* begin *

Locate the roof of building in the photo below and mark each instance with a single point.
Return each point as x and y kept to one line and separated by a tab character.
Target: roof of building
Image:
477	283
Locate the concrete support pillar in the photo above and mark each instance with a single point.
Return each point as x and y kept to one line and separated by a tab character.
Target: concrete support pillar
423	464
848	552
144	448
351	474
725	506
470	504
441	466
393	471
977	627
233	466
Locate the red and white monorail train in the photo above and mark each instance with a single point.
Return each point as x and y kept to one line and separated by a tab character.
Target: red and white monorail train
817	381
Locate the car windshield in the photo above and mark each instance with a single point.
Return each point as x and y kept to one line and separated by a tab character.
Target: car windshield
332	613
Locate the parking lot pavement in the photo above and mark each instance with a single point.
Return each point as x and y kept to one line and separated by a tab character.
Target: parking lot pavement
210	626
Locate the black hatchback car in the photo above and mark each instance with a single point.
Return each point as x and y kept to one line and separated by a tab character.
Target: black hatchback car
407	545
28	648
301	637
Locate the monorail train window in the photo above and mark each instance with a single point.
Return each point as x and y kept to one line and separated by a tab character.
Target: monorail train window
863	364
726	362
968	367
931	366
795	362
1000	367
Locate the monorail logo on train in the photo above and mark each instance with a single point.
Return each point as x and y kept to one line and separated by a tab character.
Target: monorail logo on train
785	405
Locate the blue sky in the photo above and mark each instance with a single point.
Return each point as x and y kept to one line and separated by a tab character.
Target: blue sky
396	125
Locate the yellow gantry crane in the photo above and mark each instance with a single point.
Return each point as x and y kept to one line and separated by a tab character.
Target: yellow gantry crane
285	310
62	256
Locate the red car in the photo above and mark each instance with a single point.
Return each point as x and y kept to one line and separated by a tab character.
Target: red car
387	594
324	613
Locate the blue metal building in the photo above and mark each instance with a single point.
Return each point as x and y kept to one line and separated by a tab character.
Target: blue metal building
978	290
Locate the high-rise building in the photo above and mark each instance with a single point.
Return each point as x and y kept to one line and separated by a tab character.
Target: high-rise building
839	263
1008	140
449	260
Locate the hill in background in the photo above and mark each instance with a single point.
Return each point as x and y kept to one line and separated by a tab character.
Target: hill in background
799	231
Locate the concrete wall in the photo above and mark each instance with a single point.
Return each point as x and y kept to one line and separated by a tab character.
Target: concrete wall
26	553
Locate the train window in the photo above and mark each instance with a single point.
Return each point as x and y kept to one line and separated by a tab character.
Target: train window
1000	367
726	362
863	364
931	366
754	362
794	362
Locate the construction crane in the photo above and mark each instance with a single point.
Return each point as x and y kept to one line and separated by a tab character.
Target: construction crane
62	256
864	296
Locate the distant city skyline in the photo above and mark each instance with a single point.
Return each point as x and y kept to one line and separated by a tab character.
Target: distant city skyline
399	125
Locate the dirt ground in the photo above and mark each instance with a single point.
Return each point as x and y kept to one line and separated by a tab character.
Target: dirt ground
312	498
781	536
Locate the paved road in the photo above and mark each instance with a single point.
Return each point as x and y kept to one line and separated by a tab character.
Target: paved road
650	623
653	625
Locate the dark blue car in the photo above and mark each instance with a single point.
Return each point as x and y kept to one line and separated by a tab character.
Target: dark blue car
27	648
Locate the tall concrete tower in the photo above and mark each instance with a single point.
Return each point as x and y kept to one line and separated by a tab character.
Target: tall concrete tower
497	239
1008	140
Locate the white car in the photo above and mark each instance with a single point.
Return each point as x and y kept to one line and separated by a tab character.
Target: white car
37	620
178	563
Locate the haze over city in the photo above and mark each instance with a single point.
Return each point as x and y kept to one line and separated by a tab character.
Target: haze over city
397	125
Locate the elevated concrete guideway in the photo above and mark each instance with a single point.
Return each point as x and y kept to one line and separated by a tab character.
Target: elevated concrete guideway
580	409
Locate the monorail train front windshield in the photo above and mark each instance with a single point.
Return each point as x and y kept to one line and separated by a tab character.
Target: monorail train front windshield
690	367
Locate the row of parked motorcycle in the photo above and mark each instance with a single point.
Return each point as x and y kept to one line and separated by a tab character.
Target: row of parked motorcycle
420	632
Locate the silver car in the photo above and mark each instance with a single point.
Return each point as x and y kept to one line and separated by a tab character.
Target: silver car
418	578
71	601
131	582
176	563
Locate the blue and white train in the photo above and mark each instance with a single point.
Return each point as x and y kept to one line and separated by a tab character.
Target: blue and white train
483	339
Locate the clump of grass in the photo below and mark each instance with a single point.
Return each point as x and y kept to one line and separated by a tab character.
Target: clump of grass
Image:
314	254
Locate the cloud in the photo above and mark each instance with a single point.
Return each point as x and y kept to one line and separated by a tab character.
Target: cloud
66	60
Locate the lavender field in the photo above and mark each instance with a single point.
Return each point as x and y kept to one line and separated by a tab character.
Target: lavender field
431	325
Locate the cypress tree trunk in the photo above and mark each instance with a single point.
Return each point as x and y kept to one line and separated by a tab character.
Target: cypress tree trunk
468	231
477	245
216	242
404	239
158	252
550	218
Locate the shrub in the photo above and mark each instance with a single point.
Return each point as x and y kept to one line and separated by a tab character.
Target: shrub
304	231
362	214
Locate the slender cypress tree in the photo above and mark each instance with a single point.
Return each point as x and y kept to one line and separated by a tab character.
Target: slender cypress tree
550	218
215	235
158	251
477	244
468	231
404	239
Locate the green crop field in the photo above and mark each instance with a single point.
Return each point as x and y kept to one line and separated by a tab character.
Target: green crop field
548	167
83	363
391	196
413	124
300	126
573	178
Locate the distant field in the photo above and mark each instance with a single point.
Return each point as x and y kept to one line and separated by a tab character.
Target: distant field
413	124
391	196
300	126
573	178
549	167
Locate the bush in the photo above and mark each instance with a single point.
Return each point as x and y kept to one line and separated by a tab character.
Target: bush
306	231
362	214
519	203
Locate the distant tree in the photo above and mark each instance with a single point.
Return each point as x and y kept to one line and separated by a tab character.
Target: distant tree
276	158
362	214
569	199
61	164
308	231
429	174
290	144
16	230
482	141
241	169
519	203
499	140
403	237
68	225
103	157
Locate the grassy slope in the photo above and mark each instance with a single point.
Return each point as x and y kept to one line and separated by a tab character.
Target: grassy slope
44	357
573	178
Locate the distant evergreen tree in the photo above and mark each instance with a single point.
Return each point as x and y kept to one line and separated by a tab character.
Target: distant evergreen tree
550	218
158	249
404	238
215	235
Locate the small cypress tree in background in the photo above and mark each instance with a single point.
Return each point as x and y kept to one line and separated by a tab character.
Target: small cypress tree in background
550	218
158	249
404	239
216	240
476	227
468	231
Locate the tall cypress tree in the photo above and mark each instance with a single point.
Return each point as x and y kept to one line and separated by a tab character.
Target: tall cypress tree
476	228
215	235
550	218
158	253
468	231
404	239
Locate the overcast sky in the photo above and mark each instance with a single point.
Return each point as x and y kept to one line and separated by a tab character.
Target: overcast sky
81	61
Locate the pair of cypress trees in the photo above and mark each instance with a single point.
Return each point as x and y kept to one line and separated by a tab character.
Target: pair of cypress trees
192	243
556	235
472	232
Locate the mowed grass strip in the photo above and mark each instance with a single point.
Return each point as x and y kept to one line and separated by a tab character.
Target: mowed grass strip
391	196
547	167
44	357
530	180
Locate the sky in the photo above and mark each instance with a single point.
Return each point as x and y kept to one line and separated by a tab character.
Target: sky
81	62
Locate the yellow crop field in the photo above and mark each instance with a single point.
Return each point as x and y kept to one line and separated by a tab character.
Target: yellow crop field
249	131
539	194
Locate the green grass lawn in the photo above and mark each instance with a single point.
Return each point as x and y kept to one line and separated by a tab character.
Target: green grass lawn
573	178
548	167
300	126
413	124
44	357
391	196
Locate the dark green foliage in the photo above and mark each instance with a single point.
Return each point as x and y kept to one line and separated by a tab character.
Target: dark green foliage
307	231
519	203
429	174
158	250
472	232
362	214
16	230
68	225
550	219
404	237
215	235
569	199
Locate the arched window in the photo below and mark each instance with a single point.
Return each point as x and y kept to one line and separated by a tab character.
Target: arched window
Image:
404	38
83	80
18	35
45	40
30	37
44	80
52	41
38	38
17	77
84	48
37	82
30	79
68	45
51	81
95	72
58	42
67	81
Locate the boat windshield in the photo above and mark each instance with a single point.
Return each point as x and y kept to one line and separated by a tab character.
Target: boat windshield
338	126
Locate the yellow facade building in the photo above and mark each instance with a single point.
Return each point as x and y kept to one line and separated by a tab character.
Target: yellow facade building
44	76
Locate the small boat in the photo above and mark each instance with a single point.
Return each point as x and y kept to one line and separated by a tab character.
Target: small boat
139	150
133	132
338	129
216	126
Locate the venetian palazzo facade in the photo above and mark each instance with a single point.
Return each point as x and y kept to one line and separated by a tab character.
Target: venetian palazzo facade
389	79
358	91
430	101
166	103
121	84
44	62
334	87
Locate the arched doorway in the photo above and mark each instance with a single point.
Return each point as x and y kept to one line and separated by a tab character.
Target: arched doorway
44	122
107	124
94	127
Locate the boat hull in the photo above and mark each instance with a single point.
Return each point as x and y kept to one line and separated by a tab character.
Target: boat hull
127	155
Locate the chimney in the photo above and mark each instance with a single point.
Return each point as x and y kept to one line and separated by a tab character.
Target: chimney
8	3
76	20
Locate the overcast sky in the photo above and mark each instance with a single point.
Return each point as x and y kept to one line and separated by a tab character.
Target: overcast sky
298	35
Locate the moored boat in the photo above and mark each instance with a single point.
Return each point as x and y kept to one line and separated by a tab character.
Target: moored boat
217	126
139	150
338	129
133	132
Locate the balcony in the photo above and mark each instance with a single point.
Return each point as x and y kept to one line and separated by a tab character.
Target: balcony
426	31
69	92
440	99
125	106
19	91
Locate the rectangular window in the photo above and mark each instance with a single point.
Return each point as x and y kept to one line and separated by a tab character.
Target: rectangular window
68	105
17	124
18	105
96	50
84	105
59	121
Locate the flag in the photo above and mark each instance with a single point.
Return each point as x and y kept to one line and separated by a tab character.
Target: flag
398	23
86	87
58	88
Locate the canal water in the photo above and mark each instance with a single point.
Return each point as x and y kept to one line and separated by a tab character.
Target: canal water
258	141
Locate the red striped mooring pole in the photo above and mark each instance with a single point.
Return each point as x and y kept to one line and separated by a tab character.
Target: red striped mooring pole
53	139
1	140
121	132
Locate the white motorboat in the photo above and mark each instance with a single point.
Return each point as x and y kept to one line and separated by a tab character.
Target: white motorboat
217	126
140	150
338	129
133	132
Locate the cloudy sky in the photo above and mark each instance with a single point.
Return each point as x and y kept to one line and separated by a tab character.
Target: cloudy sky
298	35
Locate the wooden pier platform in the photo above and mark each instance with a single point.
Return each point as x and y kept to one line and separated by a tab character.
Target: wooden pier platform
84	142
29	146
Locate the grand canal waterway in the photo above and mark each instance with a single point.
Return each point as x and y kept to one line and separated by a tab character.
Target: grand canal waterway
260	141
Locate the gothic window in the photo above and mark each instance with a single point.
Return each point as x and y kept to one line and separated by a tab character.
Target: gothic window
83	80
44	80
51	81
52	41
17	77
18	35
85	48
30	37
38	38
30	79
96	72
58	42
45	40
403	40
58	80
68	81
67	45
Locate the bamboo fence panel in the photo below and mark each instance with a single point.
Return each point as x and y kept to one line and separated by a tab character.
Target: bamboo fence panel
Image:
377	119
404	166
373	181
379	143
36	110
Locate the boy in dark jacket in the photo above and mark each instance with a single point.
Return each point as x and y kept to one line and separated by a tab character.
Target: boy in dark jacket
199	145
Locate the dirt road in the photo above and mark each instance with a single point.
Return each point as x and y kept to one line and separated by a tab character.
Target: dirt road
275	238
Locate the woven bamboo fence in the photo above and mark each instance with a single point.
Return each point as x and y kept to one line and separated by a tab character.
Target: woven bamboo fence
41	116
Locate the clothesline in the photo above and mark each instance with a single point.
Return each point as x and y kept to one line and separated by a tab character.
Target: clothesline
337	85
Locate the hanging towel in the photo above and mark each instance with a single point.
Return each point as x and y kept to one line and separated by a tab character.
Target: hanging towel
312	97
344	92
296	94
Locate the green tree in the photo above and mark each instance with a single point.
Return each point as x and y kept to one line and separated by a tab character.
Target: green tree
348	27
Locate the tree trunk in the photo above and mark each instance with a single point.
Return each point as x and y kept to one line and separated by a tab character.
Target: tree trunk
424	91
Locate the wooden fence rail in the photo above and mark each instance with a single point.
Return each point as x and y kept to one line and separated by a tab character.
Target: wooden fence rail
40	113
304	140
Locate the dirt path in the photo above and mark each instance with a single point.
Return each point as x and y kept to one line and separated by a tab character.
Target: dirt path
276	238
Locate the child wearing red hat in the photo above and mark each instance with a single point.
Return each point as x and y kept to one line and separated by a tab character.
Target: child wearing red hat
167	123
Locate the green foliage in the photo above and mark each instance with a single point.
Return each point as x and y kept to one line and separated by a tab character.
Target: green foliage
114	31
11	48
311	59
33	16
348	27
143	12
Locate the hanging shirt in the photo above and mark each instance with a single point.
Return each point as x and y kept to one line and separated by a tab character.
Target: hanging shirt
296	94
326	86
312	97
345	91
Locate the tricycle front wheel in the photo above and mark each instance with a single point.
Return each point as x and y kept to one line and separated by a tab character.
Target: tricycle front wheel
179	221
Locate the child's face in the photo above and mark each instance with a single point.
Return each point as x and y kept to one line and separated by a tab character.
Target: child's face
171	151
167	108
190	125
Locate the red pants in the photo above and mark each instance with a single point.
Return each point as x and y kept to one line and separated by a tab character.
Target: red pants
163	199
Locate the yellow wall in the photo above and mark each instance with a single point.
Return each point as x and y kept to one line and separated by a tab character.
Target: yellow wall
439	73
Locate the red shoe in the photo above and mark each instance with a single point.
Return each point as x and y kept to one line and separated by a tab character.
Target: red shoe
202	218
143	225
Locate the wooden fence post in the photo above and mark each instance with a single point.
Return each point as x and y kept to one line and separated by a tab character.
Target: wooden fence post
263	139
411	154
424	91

* end *

● **WRITTEN REQUEST**
Rewrite the rows starting at the line containing "Locate the child's" and ending at the end of the rows, with every "tab character" changed to "single space" and nothing else altered.

● **CORRECT RESULT**
Locate the child's face in the photo above and mark each instance with a single point.
Return each point as x and y kept to one line and separated by a single space.
Target: child's face
171	151
167	108
190	125
Locate the red pants in the photo above and mark each instance with a single point.
Return each point as x and y kept to one line and separated by a single space.
Target: red pants
163	199
Locate the yellow wall in the photo above and mark each instance with a single point.
Return each point as x and y kept to one line and separated by a single space.
Target: yellow wall
439	73
Locate the red shoe in the photo above and mark each instance with a single point.
Return each point as x and y kept to one line and separated by a single space.
Target: red shoe
202	218
143	225
Locate the wooden fence post in the photo above and mark each instance with a single point.
Return each point as x and y kept to one line and separated by a single space.
Target: wooden fence post
263	139
411	154
424	91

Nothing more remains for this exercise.